■ What is required ■
According to the FUSE patch excerpt, how many files were changed, and how many insertions and deletions were made?

■ Selected excerpt ■
------------------------------------------------
Signed-off-by: Maxim Patlasov <[email protected]>
---
fs/fuse/dir.c | 109 ++++++++++++++++++++++++++++++++++++++++++++++++------
fs/fuse/file.c | 30 +++++++++++++--
fs/fuse/fuse_i.h | 6 ++-
fs/fuse/inode.c | 13 +++++-
4 files changed, 138 insertions(+), 20 deletions(-)

diff --git a/fs/fuse/dir.c b/fs/fuse/dir.c
index b755884..b834e46 100644
--- a/fs/fuse/dir.c
+++ b/fs/fuse/dir.c
@@ -854,8 +854,11 @@ static void fuse_fillattr(struct inode *inode, struct fuse_attr *attr,
struct fuse_conn *fc = get_fuse_conn(inode);

/* see the comment in fuse_change_attributes() */
- if (fc->writeback_cache && S_ISREG(inode->i_mode))
+ if (fc->writeback_cache && S_ISREG(inode->i_mode)) {
attr->size = i_size_read(inode);
+ attr->mtime = inode->i_mtime.tv_sec;
+ attr->mtimensec = inode->i_mtime.tv_nsec;
+ }

stat->dev = inode->i_sb->s_dev;
stat->ino = attr->ino;
@@ -1565,6 +1568,82 @@ void fuse_release_nowrite(struct inode *inode)
spin_unlock(&fc->lock);
}

+static void fuse_setattr_fill(struct fuse_conn *fc, struct fuse_req *req,
+ struct inode *inode,
+ struct fuse_setattr_in *inarg_p,
+ struct fuse_attr_out *outarg_p)
+{
+ req->in.h.opcode = FUSE_SETATTR;
+ req->in.h.nodeid = get_node_id(inode);
+ req->in.numargs = 1;
+ req->in.args[0].size = sizeof(*inarg_p);
+ req->in.args[0].value = inarg_p;
+ req->out.numargs = 1;
+ if (fc->minor < 9)
------------------------------------------------
■ Record extracts ■
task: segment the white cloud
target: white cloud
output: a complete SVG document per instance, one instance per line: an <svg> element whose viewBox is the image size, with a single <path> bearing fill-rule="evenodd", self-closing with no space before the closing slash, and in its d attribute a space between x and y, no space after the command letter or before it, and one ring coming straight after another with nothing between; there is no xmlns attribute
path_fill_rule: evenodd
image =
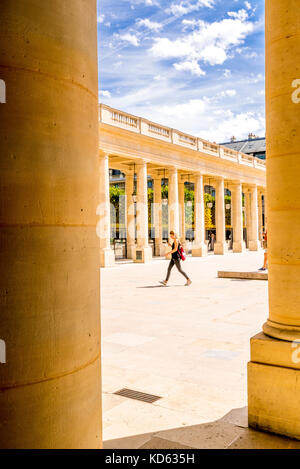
------------------------------------------------
■ Task solution ■
4 files changed, with 138 insertions and 20 deletions.